# START OF Working data

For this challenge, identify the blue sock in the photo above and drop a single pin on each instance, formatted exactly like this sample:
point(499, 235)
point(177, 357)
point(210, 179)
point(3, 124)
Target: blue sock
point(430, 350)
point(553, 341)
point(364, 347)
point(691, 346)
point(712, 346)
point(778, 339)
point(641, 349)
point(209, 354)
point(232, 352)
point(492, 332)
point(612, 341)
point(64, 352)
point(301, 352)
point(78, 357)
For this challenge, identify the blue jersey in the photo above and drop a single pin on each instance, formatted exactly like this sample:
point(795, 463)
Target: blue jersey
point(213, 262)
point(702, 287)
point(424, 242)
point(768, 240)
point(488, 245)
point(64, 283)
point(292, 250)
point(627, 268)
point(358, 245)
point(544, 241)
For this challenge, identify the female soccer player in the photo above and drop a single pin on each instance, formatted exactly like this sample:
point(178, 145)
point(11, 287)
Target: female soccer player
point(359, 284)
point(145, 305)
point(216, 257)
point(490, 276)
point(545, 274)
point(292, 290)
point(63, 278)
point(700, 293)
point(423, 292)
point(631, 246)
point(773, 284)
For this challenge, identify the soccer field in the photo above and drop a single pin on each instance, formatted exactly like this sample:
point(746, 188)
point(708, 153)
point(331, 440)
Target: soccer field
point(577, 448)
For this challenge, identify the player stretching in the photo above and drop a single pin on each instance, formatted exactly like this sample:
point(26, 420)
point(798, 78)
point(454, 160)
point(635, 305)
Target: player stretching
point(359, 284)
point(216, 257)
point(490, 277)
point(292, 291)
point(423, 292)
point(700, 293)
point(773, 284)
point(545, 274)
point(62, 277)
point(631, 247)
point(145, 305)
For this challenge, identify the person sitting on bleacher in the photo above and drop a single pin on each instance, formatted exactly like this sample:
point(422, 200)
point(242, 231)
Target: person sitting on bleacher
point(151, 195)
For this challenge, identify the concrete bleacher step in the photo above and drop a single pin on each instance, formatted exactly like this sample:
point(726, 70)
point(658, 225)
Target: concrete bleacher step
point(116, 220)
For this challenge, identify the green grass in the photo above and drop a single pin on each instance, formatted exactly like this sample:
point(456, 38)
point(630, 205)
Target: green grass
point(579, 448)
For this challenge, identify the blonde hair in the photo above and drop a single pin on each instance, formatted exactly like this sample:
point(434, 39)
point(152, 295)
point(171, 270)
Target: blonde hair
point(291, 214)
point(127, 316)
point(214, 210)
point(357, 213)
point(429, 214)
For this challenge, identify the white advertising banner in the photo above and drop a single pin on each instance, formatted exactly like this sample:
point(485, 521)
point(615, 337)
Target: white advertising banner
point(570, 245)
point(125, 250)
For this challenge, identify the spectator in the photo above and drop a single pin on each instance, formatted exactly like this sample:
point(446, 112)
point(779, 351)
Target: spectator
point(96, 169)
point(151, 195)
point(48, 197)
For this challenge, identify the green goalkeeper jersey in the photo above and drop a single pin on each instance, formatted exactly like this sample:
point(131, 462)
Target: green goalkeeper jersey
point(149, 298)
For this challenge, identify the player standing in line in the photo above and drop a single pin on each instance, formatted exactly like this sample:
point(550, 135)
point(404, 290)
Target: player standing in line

# END OF Working data

→ **Aim**: Copy out exactly the lines running from the line with "For this challenge, identify the blonde" to the end of the records, inclusive.

→ **Written reply**:
For this challenge, identify the blonde hair in the photo above and drop a single pin on each instance, formatted exactly like this sample:
point(434, 39)
point(152, 295)
point(171, 270)
Target: blonde hair
point(291, 214)
point(127, 316)
point(214, 210)
point(357, 213)
point(429, 214)
For this challenge, identify the white advertising banner in the photo above and drop a single pin on each instance, formatted exactly like this sample:
point(485, 521)
point(615, 337)
Target: white advertising banner
point(570, 245)
point(125, 250)
For this challenge, identify the spectator in the photo above and drop a single pin on each instance, formatted exactly like this sample:
point(446, 112)
point(779, 351)
Target: spectator
point(96, 169)
point(151, 195)
point(48, 197)
For this challenge, identify the green goalkeeper jersey in the photo above and drop a single pin on each instance, formatted exactly like this sample:
point(131, 462)
Target: green goalkeeper jersey
point(149, 298)
For this challenge, identify the player standing in line in the photo above and drop a single pin on each instance, formatted exactly like this sample:
point(550, 135)
point(404, 290)
Target: player standing in line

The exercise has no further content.